## Begin Provided information

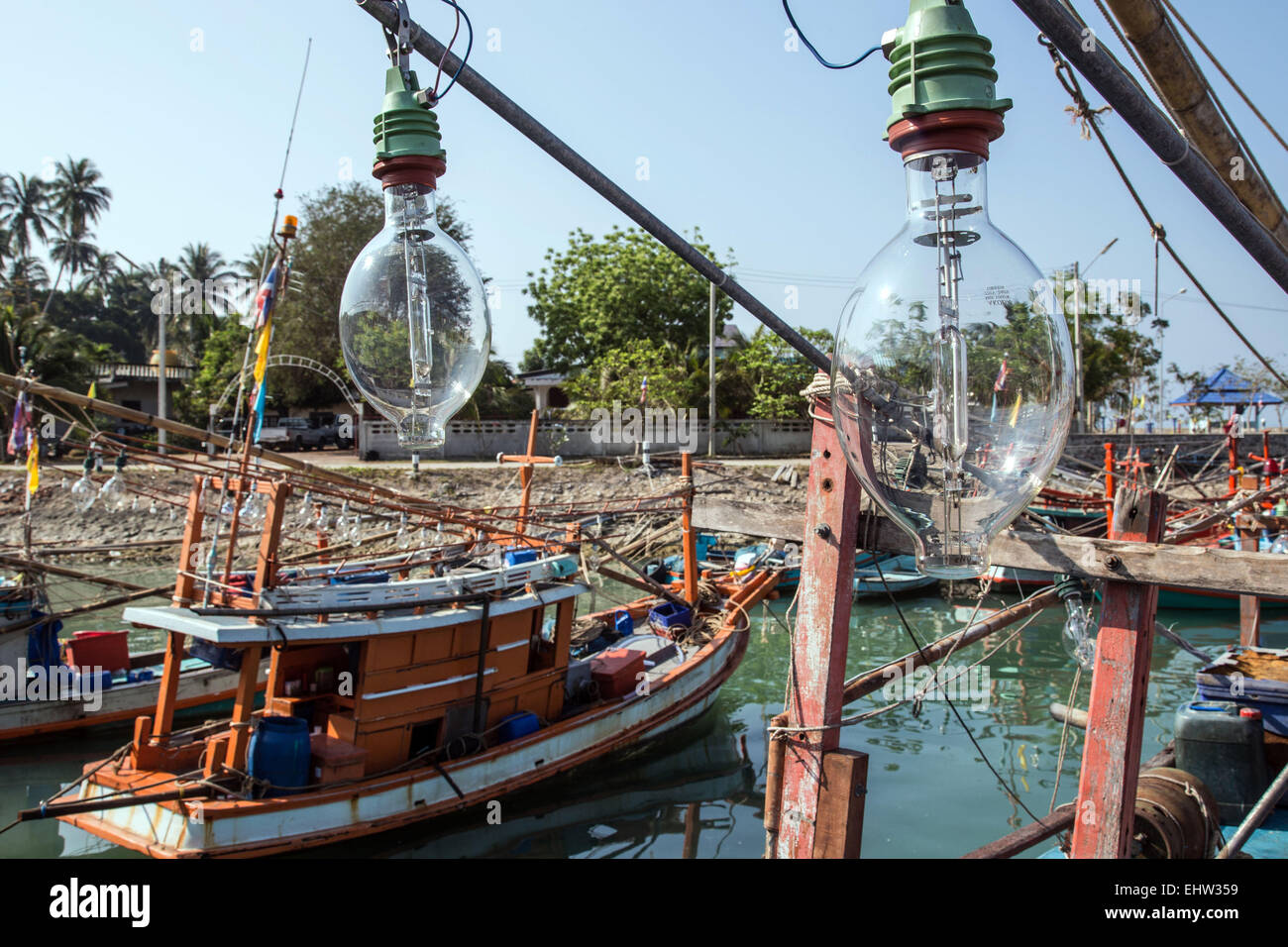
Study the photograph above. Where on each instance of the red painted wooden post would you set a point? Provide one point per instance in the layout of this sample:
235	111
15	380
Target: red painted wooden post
1116	715
1249	605
822	634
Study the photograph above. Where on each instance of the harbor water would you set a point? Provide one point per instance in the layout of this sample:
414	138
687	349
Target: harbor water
698	791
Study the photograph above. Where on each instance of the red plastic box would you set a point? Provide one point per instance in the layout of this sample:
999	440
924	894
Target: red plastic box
106	650
616	672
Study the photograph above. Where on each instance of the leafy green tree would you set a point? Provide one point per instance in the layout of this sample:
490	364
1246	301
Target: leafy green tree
773	373
220	361
77	198
626	289
617	375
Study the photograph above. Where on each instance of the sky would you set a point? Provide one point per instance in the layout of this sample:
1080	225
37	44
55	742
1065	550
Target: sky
185	106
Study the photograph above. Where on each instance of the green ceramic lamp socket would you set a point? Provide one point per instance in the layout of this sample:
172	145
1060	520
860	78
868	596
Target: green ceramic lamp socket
406	128
939	62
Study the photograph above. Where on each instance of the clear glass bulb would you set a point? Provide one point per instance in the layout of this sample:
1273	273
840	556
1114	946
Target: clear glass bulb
84	492
1080	630
114	495
952	380
413	320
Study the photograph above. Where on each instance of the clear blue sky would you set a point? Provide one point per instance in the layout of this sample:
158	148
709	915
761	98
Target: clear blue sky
764	150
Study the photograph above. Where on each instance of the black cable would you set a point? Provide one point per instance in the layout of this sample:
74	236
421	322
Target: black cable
810	46
469	46
949	701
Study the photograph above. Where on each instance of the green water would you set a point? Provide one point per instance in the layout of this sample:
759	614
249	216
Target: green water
928	793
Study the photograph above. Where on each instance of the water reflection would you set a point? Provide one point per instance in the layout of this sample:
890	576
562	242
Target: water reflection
700	789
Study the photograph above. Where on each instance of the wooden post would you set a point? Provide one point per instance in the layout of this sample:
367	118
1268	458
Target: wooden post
244	705
184	590
1249	605
820	642
266	566
690	539
1111	761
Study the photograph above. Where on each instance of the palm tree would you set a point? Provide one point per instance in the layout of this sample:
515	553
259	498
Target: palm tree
78	200
25	211
99	274
25	273
207	266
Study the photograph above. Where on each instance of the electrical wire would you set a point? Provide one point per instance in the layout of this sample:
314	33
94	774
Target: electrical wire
1082	108
469	47
810	46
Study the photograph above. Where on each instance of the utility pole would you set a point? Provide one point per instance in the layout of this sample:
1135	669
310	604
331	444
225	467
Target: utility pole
711	379
1162	402
161	375
1077	350
1078	296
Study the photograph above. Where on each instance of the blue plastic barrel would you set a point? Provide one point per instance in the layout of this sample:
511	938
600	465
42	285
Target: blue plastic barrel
518	725
622	622
279	753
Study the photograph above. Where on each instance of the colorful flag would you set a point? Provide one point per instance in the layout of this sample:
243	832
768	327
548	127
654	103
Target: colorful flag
267	292
33	463
1016	411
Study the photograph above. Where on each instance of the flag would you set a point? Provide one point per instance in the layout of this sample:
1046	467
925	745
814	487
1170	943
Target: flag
1016	411
21	420
262	354
259	411
265	299
33	463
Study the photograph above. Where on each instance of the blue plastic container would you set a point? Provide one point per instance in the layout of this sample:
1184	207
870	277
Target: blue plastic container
1267	696
519	554
1227	750
670	615
622	622
279	753
518	725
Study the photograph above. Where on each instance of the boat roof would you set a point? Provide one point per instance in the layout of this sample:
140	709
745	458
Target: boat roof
240	631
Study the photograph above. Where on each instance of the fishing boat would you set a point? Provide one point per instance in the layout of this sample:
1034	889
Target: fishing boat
89	681
395	696
896	575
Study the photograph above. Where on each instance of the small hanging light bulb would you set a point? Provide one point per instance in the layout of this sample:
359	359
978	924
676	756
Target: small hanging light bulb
1080	628
115	496
415	328
84	492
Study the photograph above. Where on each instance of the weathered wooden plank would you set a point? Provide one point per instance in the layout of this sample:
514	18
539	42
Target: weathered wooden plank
1026	836
1116	714
838	828
820	641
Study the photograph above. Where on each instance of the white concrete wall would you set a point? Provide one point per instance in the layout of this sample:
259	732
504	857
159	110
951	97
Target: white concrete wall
579	438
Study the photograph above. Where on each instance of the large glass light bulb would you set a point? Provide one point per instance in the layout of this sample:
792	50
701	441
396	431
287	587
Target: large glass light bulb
413	320
952	376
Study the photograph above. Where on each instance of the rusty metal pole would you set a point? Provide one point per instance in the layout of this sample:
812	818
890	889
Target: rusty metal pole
816	673
1111	762
690	539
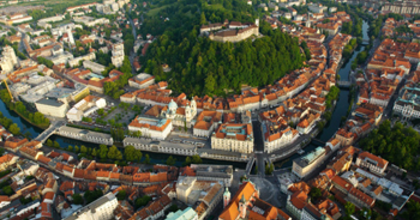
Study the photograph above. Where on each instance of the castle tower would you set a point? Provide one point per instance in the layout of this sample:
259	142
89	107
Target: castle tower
193	107
188	113
172	107
226	198
9	54
242	207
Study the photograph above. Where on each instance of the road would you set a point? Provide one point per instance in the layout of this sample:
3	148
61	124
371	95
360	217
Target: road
132	53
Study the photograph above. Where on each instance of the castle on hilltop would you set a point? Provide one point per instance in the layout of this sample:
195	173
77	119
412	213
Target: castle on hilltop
230	32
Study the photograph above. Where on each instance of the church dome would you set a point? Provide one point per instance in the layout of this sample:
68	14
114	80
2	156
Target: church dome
172	105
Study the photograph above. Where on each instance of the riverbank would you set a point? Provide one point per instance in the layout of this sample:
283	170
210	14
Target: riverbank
43	127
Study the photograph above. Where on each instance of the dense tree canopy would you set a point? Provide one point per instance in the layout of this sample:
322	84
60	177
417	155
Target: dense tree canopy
201	66
398	144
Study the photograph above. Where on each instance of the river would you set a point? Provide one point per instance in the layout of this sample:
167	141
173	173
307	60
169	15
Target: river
329	130
340	108
65	142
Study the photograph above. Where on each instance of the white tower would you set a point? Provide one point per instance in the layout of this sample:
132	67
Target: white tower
226	198
9	53
71	38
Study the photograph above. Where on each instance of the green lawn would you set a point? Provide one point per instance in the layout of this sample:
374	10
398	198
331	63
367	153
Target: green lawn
155	11
216	7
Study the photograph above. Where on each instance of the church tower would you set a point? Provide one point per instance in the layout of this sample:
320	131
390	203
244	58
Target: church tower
226	198
242	207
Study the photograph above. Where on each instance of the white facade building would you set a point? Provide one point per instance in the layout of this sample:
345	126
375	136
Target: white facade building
85	107
99	209
155	128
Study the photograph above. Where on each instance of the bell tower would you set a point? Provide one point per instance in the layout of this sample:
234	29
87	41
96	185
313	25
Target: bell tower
226	198
242	207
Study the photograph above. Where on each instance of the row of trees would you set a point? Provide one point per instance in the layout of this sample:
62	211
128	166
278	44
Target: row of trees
88	197
9	125
201	66
15	46
348	49
36	118
332	95
397	144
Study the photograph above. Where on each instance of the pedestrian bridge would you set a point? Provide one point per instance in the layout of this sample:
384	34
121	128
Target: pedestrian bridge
318	142
49	131
343	84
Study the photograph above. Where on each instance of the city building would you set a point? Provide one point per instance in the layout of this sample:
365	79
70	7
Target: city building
85	135
234	32
52	107
235	134
155	128
207	193
186	214
88	57
99	209
142	80
8	60
372	162
117	54
95	67
234	138
246	204
208	172
85	107
206	122
306	164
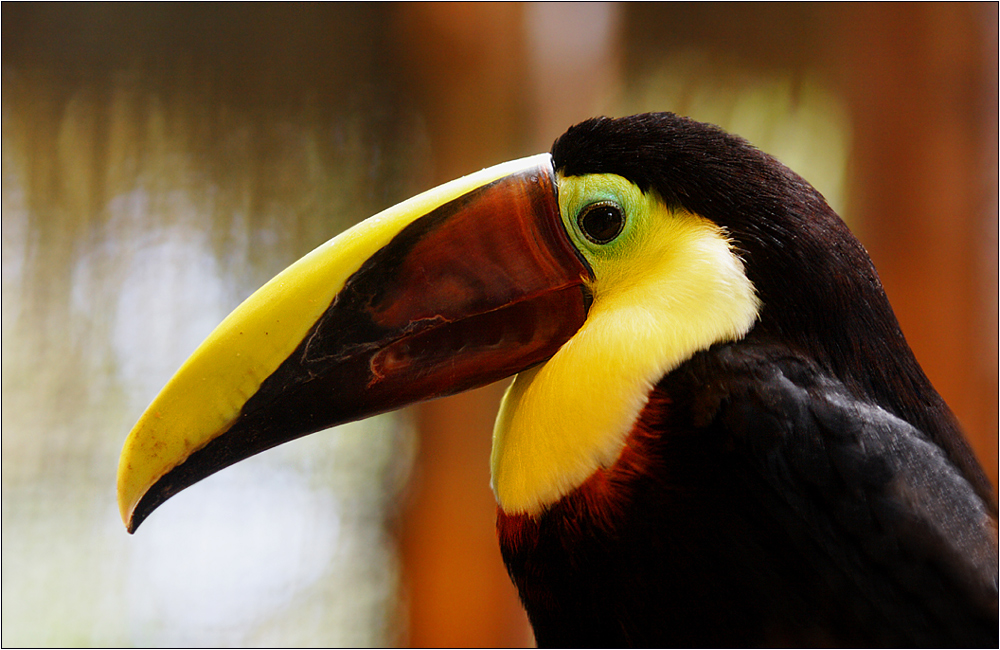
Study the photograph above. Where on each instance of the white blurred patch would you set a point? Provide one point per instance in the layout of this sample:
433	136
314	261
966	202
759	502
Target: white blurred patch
222	557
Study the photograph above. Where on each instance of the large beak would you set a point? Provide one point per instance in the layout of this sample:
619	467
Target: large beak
458	287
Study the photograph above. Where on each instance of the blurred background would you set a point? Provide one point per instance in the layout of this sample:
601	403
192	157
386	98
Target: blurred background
161	161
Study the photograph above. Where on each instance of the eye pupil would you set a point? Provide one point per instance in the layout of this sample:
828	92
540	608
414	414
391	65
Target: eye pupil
602	222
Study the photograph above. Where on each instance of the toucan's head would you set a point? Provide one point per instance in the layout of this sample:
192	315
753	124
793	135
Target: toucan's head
589	273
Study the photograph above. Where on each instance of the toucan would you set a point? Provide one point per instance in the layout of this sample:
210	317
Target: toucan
716	433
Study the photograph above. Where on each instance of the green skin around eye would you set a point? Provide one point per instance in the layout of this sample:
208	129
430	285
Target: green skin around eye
576	193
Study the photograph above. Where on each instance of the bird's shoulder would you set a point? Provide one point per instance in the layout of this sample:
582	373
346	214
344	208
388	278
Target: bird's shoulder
844	466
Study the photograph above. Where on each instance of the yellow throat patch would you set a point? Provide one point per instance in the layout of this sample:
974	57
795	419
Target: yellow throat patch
669	285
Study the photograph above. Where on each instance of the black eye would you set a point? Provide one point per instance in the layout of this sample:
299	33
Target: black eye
601	222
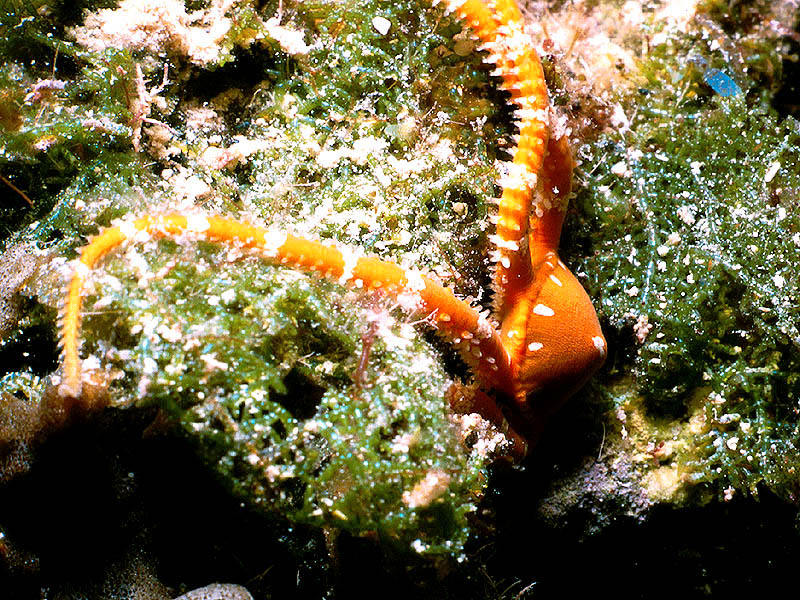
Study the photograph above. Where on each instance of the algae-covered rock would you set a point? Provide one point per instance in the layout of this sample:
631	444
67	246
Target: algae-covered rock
323	405
375	124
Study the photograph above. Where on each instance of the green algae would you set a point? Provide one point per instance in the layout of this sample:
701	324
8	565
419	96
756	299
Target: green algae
309	401
702	190
386	142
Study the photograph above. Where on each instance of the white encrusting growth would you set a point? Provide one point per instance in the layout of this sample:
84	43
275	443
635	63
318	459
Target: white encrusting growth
600	344
351	258
273	240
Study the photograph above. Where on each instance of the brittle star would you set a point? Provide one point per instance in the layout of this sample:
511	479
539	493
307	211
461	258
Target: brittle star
546	340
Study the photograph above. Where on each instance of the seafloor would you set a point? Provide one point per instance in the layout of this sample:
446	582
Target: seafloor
254	426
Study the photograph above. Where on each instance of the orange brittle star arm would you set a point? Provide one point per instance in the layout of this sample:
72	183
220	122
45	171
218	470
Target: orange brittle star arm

## End Provided information

• _Exercise description_
Output the data as a JSON list of strings, one string per line with blank lines left out. Begin at the line that contains "Study the photograph above. Where on each instance of the orange" and continue through the last line of the data.

• _Worked answer_
[
  "Study the photograph above. Where on each instance of the orange brittle star arm would you set a point? Provide one point per instance in the layout of this sample:",
  "72\t183",
  "220\t122",
  "45\t171",
  "218\t470",
  "Target: orange brittle star arm"
]